== MATERIAL PROVIDED ==
════════

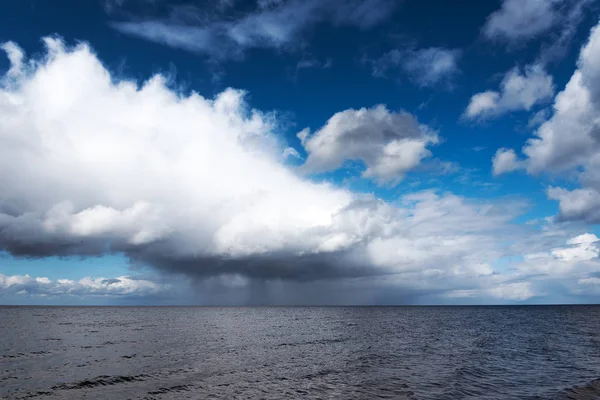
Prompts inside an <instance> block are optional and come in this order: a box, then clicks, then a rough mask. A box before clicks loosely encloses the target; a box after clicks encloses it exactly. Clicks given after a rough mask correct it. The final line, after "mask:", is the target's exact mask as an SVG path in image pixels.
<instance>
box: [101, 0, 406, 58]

════════

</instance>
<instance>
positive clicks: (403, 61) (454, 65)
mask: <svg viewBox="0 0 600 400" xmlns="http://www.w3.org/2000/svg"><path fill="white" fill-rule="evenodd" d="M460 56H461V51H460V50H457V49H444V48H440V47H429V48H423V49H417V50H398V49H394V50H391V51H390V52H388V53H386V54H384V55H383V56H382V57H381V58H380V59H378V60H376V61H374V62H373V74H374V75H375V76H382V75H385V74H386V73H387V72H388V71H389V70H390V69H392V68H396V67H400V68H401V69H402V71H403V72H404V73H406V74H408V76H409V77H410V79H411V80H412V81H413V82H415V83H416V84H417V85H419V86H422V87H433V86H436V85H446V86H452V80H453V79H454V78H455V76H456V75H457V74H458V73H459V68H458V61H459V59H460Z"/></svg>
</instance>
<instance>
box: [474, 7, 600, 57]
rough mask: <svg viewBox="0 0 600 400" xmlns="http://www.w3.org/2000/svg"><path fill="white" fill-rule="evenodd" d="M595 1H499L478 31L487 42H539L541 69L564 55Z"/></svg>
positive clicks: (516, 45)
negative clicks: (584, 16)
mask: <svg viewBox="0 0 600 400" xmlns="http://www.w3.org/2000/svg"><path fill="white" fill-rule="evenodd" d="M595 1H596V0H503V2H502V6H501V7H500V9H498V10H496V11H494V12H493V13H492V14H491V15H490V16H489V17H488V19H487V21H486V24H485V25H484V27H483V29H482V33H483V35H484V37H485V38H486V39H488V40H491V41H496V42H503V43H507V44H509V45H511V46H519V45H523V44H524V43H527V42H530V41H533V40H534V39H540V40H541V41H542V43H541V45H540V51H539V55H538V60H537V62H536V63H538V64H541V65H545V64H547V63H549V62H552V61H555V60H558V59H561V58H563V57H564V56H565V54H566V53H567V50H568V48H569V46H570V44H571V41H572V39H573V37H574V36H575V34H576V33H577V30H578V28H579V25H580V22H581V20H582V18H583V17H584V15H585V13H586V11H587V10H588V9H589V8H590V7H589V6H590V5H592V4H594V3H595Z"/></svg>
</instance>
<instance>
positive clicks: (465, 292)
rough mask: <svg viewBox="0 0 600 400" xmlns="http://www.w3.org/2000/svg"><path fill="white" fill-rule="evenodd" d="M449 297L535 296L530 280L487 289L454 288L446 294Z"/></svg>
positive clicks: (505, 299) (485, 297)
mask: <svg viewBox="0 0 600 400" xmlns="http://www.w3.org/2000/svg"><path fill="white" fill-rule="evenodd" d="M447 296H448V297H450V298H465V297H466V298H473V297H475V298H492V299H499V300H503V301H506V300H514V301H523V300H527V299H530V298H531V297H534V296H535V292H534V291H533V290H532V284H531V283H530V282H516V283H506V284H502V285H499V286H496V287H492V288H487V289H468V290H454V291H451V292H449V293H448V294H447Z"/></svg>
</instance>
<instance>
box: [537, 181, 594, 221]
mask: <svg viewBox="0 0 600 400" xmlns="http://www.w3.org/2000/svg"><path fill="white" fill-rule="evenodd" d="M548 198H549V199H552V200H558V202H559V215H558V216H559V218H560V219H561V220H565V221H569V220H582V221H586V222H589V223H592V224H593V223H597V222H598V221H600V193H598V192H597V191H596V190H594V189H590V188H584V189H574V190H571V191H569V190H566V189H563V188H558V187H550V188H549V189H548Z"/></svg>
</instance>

════════

== WHAT IS BEING ASKED ==
Copy out every line above that contains the word "positive". Only matches in the same case count.

== OUTPUT FOR THIS TASK ==
positive clicks: (403, 61) (454, 65)
positive clicks: (516, 45)
positive clicks: (465, 292)
positive clicks: (505, 299) (485, 297)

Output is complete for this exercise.